*EXCERPT PROVIDED:*
[start]

# FR: Il n'y a que X qui + mode



## Diddlina

Hi y'all.
I have these two sentences that both have ne..que in them.

Il n'y a que moi qui le (savoir)
AND
Ce n'est que moi qui le (savoir)

What I'm wondering is if there's a rule here. Should I use the subjontif: Sache or the indicatif: Sait

I googled the first sentence and got quite a few hits with both sache and sait so I gather you can choose between. When should you choose which and then what is the different in meaning?

Thank you in advance.


----------



## yannalan

The simplest would be "je suis le seul à le savoir"
Ortherwise : iL n'ya que moi qui le sais" or "qui le sache " ?
For me , both are correct, the first one being more "certain"but wait for another answer.


----------



## Maître Capello

D'accord avec Yannalan. Au fait, _ce n'est que moi qui_ relève de la langue parlée…


----------



## itka

En français hypercorrect : "il n'y a que moi qui le sache", mais on trouve aussi l'indicatif en français parlé.

"Ce n'est que moi qui ..." : ça, je ne l'ai jamais entendu, même pas en français de cuisine !


----------



## Diddlina

yannalan said:


> The simplest would be "je suis le seul à le savoir"
> Ortherwise : iL n'ya que moi qui le sais" or "qui le sache " ?
> For me , both are correct, the first one being more "certain"but wait for another answer.



Thanks for the suggestion but I cannot change the sentence since this is from a textbook and I'm supposed to choose from the subjonctif and the indicatif.

What about the other sentence? Can I also use both ind. and con. in that one?

[end]

*RECORDED DATA:*
[start]

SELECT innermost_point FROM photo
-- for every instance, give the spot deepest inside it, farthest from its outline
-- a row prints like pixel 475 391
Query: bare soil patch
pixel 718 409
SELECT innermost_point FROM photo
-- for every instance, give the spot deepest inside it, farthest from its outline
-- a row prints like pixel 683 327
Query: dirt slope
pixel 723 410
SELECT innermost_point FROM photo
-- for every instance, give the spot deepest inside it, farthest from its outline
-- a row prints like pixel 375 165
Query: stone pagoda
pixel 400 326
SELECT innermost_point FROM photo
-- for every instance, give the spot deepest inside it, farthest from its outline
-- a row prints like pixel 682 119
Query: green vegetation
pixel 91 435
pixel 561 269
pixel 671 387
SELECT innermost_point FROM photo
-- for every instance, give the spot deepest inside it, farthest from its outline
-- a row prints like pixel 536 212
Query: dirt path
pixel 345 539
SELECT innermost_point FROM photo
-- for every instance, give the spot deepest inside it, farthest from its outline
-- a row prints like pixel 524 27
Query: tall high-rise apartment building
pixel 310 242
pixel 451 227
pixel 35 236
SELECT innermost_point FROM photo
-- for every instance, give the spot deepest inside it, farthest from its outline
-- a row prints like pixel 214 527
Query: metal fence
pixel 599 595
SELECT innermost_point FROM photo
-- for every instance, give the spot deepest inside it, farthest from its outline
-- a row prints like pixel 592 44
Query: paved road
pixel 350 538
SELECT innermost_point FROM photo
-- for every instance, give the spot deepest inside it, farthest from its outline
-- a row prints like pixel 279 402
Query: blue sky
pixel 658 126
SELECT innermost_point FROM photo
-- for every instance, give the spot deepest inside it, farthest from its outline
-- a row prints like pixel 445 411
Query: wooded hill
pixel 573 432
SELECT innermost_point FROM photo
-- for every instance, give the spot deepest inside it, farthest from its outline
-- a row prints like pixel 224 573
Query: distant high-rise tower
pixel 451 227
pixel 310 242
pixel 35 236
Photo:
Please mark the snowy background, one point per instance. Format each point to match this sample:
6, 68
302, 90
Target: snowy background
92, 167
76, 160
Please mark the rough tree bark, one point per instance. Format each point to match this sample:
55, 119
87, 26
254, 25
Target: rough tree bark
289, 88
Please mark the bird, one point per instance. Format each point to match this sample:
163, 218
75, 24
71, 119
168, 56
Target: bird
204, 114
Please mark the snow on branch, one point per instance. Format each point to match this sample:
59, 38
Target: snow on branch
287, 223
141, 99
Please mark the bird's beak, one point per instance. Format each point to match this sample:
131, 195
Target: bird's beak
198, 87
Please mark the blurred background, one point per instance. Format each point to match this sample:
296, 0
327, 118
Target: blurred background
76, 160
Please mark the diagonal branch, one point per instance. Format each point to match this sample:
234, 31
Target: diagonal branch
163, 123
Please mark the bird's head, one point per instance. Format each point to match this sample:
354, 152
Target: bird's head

[end]

*DIRECTIVE:* Write out the passage of the French grammar thread from "D'accord avec Yannalan." up to and including "en français parlé.", word for word. The items come from a different source than the thread above them.

*WRITTEN REPLY:*
D'accord avec Yannalan. Au fait, _ce n'est que moi qui_ relève de la langue parlée…


----------



## itka

En français hypercorrect : "il n'y a que moi qui le sache", mais on trouve aussi l'indicatif en français parlé.